[START OF Text block]

Unlearning prejudice

Prejudice is learned behaviour. We acquire the attitudes and behaviours toward others through the process of socialisation in our homes, at the schools and churches we attend, and from the company we keep. Stereotypes of other groups help to sustain the solidarity of our own tribe or group.

By definition, stereotypes apply to all persons of the other group. So we form the view that, say, “All homosexuals are...” or All Jews are...”or “All Catholics are...” and we supply the adjective that we have learned to associate with the particular group. We use epithets to describe the people we despise, such as the “n-word” for people of African descent or the “c-word” for people of Indian descent.

As learned behaviour, prejudice can be unlearned. Young persons who attend university abroad and encounter people from all over the world, or those lucky enough to travel widely and are exposed to different societies and cultures, may come to a different understanding of themselves and of other groups.

[END OF Text block]
[START OF Records supplied]

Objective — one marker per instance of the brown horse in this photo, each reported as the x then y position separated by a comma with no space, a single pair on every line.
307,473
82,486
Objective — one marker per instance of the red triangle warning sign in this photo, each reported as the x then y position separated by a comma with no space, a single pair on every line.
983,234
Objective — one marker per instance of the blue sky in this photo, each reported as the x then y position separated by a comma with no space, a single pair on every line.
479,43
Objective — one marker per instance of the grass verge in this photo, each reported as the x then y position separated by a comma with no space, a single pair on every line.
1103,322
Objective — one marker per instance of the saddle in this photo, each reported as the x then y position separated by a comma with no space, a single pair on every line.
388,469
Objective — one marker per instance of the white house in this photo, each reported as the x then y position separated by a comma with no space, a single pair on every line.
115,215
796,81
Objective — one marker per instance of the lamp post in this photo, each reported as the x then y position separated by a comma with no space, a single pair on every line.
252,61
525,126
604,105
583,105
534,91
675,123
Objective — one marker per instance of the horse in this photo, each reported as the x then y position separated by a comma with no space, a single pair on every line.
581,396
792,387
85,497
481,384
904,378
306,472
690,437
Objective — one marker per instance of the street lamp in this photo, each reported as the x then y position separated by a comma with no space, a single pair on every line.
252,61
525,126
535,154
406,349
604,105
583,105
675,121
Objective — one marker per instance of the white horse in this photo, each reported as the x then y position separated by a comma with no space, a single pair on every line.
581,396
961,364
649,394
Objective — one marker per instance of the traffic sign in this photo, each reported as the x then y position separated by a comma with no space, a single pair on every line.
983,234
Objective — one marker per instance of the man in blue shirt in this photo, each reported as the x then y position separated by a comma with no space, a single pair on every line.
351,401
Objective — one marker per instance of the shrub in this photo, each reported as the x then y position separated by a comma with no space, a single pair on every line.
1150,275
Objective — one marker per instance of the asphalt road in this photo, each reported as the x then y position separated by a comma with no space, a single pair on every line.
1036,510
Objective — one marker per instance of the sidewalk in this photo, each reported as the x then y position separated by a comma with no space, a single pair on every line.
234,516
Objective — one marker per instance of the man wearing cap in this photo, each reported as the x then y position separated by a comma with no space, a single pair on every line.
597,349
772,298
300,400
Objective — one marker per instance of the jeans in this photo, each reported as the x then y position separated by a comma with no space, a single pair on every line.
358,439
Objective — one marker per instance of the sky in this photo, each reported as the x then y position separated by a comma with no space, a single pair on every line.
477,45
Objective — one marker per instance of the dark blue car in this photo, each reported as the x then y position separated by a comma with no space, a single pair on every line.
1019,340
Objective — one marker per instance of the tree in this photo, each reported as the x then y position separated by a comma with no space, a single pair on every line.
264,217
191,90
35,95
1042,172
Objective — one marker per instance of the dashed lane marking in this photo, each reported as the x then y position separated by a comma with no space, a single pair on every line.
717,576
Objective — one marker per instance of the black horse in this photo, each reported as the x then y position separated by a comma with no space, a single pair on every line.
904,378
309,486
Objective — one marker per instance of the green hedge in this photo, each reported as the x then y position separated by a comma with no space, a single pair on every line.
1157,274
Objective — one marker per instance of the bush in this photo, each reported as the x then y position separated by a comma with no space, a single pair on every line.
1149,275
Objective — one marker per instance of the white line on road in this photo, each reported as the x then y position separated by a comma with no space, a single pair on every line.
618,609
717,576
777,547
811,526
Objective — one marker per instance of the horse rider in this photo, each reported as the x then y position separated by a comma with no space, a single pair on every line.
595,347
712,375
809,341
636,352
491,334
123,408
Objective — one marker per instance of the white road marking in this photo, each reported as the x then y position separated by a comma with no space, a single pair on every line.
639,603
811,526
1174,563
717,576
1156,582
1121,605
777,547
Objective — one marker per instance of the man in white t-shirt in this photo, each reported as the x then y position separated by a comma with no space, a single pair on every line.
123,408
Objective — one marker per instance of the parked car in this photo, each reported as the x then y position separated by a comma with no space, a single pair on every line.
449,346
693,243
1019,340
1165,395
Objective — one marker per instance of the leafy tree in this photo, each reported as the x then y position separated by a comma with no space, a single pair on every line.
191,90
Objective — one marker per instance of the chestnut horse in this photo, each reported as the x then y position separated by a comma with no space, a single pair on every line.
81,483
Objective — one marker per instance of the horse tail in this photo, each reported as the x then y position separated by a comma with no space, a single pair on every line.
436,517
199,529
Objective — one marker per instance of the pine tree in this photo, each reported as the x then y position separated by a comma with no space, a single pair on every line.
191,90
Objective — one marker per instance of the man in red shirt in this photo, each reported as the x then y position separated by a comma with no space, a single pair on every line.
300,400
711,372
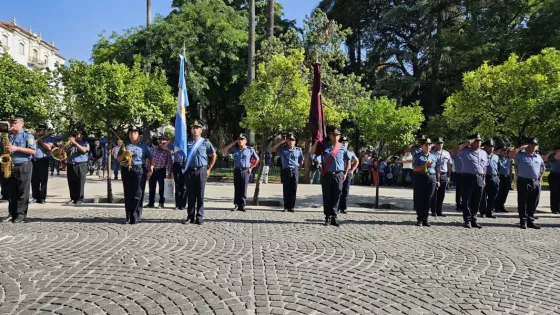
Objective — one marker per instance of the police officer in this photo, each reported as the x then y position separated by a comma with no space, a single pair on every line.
529,167
292,161
426,166
490,191
77,167
336,165
134,179
458,162
199,150
504,174
41,161
343,204
475,162
553,158
242,155
22,148
444,159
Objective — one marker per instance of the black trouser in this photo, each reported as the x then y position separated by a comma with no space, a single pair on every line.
436,205
180,186
133,180
554,185
528,194
459,190
158,177
240,182
489,195
424,189
19,189
343,204
503,191
196,183
472,193
290,179
331,184
76,175
39,179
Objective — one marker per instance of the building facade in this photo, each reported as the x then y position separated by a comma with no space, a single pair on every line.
28,48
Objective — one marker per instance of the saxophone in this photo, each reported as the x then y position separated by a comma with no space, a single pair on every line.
5,158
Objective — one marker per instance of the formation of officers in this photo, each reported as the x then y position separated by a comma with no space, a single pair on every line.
482,173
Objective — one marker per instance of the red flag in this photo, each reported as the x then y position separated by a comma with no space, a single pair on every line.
316,117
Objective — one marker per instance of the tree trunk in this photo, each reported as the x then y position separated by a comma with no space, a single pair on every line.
270,18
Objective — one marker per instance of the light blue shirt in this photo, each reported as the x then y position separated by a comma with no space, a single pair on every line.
140,152
200,157
23,140
504,166
474,161
290,158
75,156
242,158
41,151
493,163
444,159
422,158
339,161
554,164
529,166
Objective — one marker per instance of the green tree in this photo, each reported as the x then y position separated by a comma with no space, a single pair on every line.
278,101
109,96
511,101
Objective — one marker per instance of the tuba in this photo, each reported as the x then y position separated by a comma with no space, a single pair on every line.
5,158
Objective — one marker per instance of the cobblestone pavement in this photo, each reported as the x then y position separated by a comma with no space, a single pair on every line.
79,260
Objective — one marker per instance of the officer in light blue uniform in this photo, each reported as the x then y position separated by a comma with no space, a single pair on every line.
553,158
41,161
292,161
475,163
242,155
504,174
198,171
134,179
426,166
77,164
490,191
335,167
21,150
529,167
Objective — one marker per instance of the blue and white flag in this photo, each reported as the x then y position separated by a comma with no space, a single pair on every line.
181,115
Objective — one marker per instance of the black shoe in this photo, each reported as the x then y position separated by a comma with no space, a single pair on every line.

[END OF Records supplied]

• **What this exercise asks**:
(1) Quote everything from "Unlearning prejudice" down to "of Indian descent." in the prejudice text.
(2) How many lines in the records contain the string "road", with case counting? Give only the number.
The prejudice text and the records were taken from unrelated sources.

• **Task-by-task solutions**:
(1)
Unlearning prejudice

Prejudice is learned behaviour. We acquire the attitudes and behaviours toward others through the process of socialisation in our homes, at the schools and churches we attend, and from the company we keep. Stereotypes of other groups help to sustain the solidarity of our own tribe or group.

By definition, stereotypes apply to all persons of the other group. So we form the view that, say, “All homosexuals are...” or All Jews are...”or “All Catholics are...” and we supply the adjective that we have learned to associate with the particular group. We use epithets to describe the people we despise, such as the “n-word” for people of African descent or the “c-word” for people of Indian descent.

(2) 3